● Problem description: Can you reproduce all of the material below with every "annotation target" replaced by "labeling target" and everything else left unchanged?

>> start

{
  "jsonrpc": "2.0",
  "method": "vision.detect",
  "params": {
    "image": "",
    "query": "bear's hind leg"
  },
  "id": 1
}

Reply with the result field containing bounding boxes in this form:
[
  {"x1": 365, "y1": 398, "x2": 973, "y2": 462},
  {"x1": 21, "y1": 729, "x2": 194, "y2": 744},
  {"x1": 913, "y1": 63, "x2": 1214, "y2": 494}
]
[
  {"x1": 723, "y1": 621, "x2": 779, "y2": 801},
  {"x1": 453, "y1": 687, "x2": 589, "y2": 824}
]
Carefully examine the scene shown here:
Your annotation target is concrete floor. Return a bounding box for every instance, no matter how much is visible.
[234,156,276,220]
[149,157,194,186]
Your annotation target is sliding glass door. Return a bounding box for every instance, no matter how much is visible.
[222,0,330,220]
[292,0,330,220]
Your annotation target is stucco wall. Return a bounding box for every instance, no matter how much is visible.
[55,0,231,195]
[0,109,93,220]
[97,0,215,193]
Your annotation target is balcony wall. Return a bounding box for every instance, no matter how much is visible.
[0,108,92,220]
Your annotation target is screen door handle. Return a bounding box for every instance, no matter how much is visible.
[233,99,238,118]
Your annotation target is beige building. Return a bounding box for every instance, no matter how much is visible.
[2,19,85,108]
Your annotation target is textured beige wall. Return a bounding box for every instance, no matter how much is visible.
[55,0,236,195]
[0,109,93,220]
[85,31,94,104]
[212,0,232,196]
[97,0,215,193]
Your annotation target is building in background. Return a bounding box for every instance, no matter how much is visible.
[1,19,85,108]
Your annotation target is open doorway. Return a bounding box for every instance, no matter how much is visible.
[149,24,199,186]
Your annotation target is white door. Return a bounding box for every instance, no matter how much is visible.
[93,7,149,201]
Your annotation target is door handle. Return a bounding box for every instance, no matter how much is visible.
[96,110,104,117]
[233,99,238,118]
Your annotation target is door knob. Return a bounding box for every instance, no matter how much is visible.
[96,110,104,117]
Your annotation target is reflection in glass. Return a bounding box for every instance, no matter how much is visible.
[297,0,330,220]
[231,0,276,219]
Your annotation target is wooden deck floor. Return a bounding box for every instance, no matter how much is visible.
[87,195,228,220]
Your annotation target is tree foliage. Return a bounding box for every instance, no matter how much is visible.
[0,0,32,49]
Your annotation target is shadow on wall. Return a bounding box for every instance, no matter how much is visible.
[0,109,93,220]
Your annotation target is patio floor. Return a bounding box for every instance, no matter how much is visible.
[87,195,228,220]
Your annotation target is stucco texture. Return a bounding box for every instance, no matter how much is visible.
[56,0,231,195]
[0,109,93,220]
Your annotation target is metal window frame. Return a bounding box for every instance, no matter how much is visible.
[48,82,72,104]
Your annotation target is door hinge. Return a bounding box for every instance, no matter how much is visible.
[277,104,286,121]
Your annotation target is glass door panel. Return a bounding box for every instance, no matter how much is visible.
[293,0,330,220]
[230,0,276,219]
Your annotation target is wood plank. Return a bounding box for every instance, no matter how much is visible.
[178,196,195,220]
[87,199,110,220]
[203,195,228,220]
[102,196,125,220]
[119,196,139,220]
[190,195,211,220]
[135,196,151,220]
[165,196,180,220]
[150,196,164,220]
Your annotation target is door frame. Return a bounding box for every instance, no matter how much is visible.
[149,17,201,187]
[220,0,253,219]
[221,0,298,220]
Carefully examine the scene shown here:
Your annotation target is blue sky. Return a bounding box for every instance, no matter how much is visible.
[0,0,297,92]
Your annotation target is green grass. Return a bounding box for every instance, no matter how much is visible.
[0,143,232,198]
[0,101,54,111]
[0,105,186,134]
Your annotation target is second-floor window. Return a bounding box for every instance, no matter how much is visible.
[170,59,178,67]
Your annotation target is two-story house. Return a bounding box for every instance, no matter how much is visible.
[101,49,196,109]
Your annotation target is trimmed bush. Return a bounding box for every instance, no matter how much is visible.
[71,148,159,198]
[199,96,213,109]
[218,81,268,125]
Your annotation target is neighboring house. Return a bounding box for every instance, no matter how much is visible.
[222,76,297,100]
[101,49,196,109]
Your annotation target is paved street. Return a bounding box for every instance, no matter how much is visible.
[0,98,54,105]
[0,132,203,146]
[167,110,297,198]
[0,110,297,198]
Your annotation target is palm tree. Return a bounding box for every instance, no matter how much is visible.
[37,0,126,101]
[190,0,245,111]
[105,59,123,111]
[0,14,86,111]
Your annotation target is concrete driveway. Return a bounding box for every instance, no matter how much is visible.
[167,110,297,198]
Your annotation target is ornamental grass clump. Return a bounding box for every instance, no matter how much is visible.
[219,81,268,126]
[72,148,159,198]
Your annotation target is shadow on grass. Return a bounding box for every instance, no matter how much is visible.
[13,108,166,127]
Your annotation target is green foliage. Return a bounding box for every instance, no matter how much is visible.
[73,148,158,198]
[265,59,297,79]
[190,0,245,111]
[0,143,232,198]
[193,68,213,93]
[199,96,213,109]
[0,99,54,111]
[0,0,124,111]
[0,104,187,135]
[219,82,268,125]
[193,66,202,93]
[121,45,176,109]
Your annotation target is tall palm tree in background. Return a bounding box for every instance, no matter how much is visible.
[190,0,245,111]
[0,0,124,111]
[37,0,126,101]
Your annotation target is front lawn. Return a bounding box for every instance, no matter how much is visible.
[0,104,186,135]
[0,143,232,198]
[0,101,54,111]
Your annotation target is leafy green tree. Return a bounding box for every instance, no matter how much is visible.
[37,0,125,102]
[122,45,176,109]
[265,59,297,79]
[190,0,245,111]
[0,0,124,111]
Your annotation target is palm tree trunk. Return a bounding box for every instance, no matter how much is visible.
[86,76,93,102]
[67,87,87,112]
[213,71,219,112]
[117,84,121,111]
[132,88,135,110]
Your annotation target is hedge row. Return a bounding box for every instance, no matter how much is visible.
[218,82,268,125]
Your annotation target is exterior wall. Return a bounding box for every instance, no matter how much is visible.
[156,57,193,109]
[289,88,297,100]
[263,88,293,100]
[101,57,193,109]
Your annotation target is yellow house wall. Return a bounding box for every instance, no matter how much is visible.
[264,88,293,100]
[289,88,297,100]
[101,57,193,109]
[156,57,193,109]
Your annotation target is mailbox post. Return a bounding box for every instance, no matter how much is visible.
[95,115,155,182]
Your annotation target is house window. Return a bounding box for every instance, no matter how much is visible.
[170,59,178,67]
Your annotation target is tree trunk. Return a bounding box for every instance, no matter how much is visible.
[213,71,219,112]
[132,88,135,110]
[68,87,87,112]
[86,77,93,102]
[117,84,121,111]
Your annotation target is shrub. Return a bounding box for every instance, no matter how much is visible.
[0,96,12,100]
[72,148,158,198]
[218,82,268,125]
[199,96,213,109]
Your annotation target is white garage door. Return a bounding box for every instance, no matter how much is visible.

>> end

● Correct result:
{
  "jsonrpc": "2.0",
  "method": "vision.detect",
  "params": {
    "image": "",
    "query": "bear's hind leg"
  },
  "id": 1
}

Reply with the result field containing bounding boxes in this form:
[
  {"x1": 365, "y1": 398, "x2": 973, "y2": 462},
  {"x1": 21, "y1": 729, "x2": 194, "y2": 744},
  {"x1": 913, "y1": 63, "x2": 1214, "y2": 494}
]
[
  {"x1": 723, "y1": 621, "x2": 779, "y2": 801},
  {"x1": 453, "y1": 687, "x2": 589, "y2": 824}
]
Carefully examine the scene shown here:
Your labeling target is concrete floor. Return a bounding box for every instance, no matter how much is visible.
[234,156,276,220]
[149,157,194,186]
Your labeling target is sliding glass door. Return a bounding box for every instance, no matter how much is visible.
[222,0,330,220]
[292,0,330,220]
Your labeling target is stucco wall. Return a bounding box for every instance, no matter how much is visible.
[55,0,231,195]
[0,109,93,220]
[97,0,215,193]
Your labeling target is balcony wall. Return a bounding box for every instance, no matter how much is visible.
[0,108,92,220]
Your labeling target is screen door handle. Return a bounding box for every instance, no matter how much is visible.
[233,99,238,118]
Your labeling target is beige building. Return a bounding box for every instance, no matter how much is visible.
[2,19,85,108]
Your labeling target is textured beige wall. Return a bounding box for every instance, no matter how much is visible.
[55,0,236,195]
[0,109,93,220]
[85,31,94,104]
[212,0,232,196]
[97,0,215,193]
Your labeling target is building in background. Return a bounding box for every instance, no matter how much is visible.
[1,19,85,108]
Your labeling target is open doorway. Return a bounding box for every instance, no matter how much is visible.
[149,24,199,186]
Your labeling target is white door. Return a bounding box for every instance, no matter how much is visible.
[93,7,149,201]
Your labeling target is door handle. Return a bounding box for every instance, no matter how much is visible.
[96,110,104,117]
[233,99,238,118]
Your labeling target is door knob. Return a bounding box for every instance, no matter how much is visible.
[96,110,104,117]
Your labeling target is reflection in glass. Return a bounding box for every instance, no matter how much is visible.
[297,0,330,220]
[231,0,276,219]
Your labeling target is wooden deck floor. Return a bounding box for every instance, no matter how much is visible.
[87,195,228,220]
Your labeling target is tree foliage. Return a bounding box for every instance, no matter how much is visible.
[0,0,32,49]
Your labeling target is shadow on wall. Return a bounding box for every instance, no matter how much is visible.
[0,109,93,220]
Your labeling target is patio floor. Return a bounding box for every instance, no matter how much is visible.
[87,195,228,220]
Your labeling target is stucco texture. Return a bounding box for every instance, no matter how much is visible.
[56,0,231,195]
[0,109,93,220]
Your labeling target is metal window frame. Return a bounding box for every instance, no matter how much is visible.
[48,82,72,104]
Your labeling target is door hinge. Return a bounding box for every instance, no matter how much is visible.
[277,104,286,121]
Your labeling target is glass door panel. Return a bounding box for every instance, no matter how much is visible.
[293,0,330,220]
[230,0,276,219]
Your labeling target is wood plank. Return a bounding box for every instance, no matter how much is visible.
[178,196,195,220]
[87,199,110,220]
[203,195,228,220]
[102,196,125,220]
[119,196,139,220]
[190,195,211,220]
[135,196,151,220]
[165,196,180,220]
[150,196,164,220]
Your labeling target is door frame. Return a bounding box for every instance, no matter how much is visible.
[149,17,201,187]
[220,0,253,219]
[221,0,298,220]
Carefully examine the scene shown here:
Your labeling target is blue sky. Return a bounding box for every instance, no matter how much is visible.
[0,0,297,92]
Your labeling target is green grass. Return a bounding box for every instance, no matter how much is visible.
[0,143,232,198]
[0,101,54,111]
[0,105,186,134]
Your labeling target is second-floor window. Return a bounding box for every instance, no matter how much is visible.
[170,59,178,67]
Your labeling target is two-story house. Return a bounding box for every instance, no matter how much is visible.
[101,49,196,109]
Your labeling target is trimmed bush. Return a bounding box for every instance, no matter how much is visible.
[71,148,159,198]
[199,96,213,109]
[218,81,268,125]
Your labeling target is neighboring house. Return a bounding box for every instance, no matter how much is visible.
[222,76,297,100]
[101,49,196,109]
Your labeling target is paved street. Return a bounding box for every instance, no matter how much is visible.
[0,98,54,105]
[0,132,203,146]
[167,110,297,198]
[0,110,297,198]
Your labeling target is palm tree. Return a bounding box for every instance, no matter how much is visible.
[37,0,126,101]
[190,0,245,111]
[105,59,123,111]
[0,14,86,111]
Your labeling target is concrete driveway. Return a bounding box for every instance, no matter how much is visible.
[167,110,297,198]
Your labeling target is ornamental grass clump. Return a bounding box for every instance, no matter how much is visible.
[219,81,268,126]
[72,148,159,198]
Your labeling target is shadow on grass. Return a bounding box for every instance, no matter how much is visible.
[13,108,166,127]
Your labeling target is green foliage. Return a bounding box for every instance, no matter how much is visible.
[73,148,158,198]
[265,59,297,79]
[190,0,245,111]
[0,143,232,198]
[193,68,213,93]
[199,96,213,109]
[0,99,54,111]
[0,0,124,111]
[0,104,187,135]
[219,82,268,125]
[193,66,202,93]
[121,45,176,109]
Your labeling target is tall palm tree in background. Return a bounding box for every instance, no matter how much is visible.
[190,0,245,111]
[0,0,124,111]
[37,0,126,101]
Your labeling target is front lawn. Return a bounding box for every instance, no matter how much is visible.
[0,104,186,135]
[0,143,232,198]
[0,101,54,111]
Your labeling target is leafy green tree. Return a bounding box for every instance, no matter how much is visible.
[37,0,125,102]
[122,45,176,109]
[265,59,297,79]
[190,0,245,111]
[0,0,124,111]
Your labeling target is palm tree trunk. Return a bounding box for every instance, no matter how much is visible.
[86,76,93,102]
[67,87,87,112]
[213,71,219,112]
[117,84,121,111]
[132,88,135,110]
Your labeling target is hedge row. Return a bounding box for every instance, no matter how much is visible.
[218,82,268,125]
Your labeling target is exterior wall. Return a bounding box for every instance, no matter how much is visible.
[156,57,193,109]
[289,88,297,100]
[263,88,293,100]
[101,57,193,109]
Your labeling target is yellow house wall. Return a bounding box for every instance, no matter how much is visible.
[264,88,293,100]
[289,88,297,100]
[101,57,193,109]
[156,57,193,109]
Your labeling target is mailbox post. Return a bounding box for every instance, no matter how much is visible.
[95,115,155,182]
Your labeling target is house window. Return a bounding box for every instance, no matter how much is visible.
[170,59,178,67]
Your labeling target is tree trunk. Return a bounding box for every instance, no matter how much is visible.
[213,71,219,112]
[132,88,135,110]
[68,87,87,112]
[86,77,93,102]
[117,84,121,111]
Your labeling target is shrub. Return a bounding box for every instance, no matter how much is visible.
[0,96,12,100]
[72,148,158,198]
[218,82,268,125]
[199,96,213,109]
Your labeling target is white garage door. Return a bounding box for every instance, no matter how much is visible.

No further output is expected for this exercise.